■ **The problem**:
Quote the binomial-sum thread word for word, from "I was trying" to "(preferably algebraic one).".

■ **Extracted text**:
****************

I was trying to prove some equation and reached this summation $\sum \limits_{j=0}^{m} {2j\choose{j}} {2m-2j \choose {m-j}} = 4^m $
I tried pascal identity and other known binomial identities but with no succes
Is there any simple proof (preferably algebraic one).
Thanks
Note that for any real $ \alpha $ : $$ \left(\forall x\in\left]-1,1\right[\right),\ \displaystyle\sum_{n=0}^{+\infty}{\displaystyle\binom{\alpha}{n}x^{n}}=\left(1+x\right)^{\alpha} $$ Thus, for $ x\in\left]-1,1\right[ $ : $$ \displaystyle\sum_{n=0}^{+\infty}{\left(-1\right)^{n}\displaystyle\binom{-\frac{1}{2}}{n}x^{n}}=\displaystyle\frac{1}{\sqrt{1-x}} \ \ \ \ \left(*\right) $$ Observe that : $$ \left(\forall n\in\mathbb{N}\right),\ \left(-1\right)^{n}\displaystyle\binom{-\frac{1}{2}}{n}=\displaystyle\frac{\left(-1\right)^{n}}{n!}\displaystyle\prod_{k=0}^{n-1}{\left(-\displaystyle\frac{1}{2}-k\right)}=\displaystyle\frac{1}{2^{n}n!}\displaystyle\prod_{k=0}^{n-1}{\left(2k+1\right)}=\displaystyle\frac{1}{4^{n}}\displaystyle\binom{2n}{n} $$ Multiplying the expression $ \left(*\right) $ by itself gives the following : $$ \displaystyle\sum_{n=0}^{+\infty}{\displaystyle\frac{1}{4^{n}}\left(\displaystyle\sum_{k=0}^{n}{\displaystyle\binom{2k}{k}\displaystyle\binom{2n-2k}{n-k}}\right)x^{n}}=\displaystyle\frac{1}{1-x}=\displaystyle\sum_{n=0}^{+\infty}{x^{n}} $$ Then we get the result : $$ \left(\forall n\in\mathbb{N}\right),\ \displaystyle\sum_{k=0}^{n}{\displaystyle\binom{2k}{k}\displaystyle\binom{2n-2k}{n-k}}=4^{n} $$

****************

■ **Information provided**:

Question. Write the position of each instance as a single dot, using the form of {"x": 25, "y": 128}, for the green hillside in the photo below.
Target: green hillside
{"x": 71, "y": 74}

****************

■ **Response to the exercise**:
I was trying to prove some equation and reached this summation $\sum \limits_{j=0}^{m} {2j\choose{j}} {2m-2j \choose {m-j}} = 4^m $
I tried pascal identity and other known binomial identities but with no succes
Is there any simple proof (preferably algebraic one).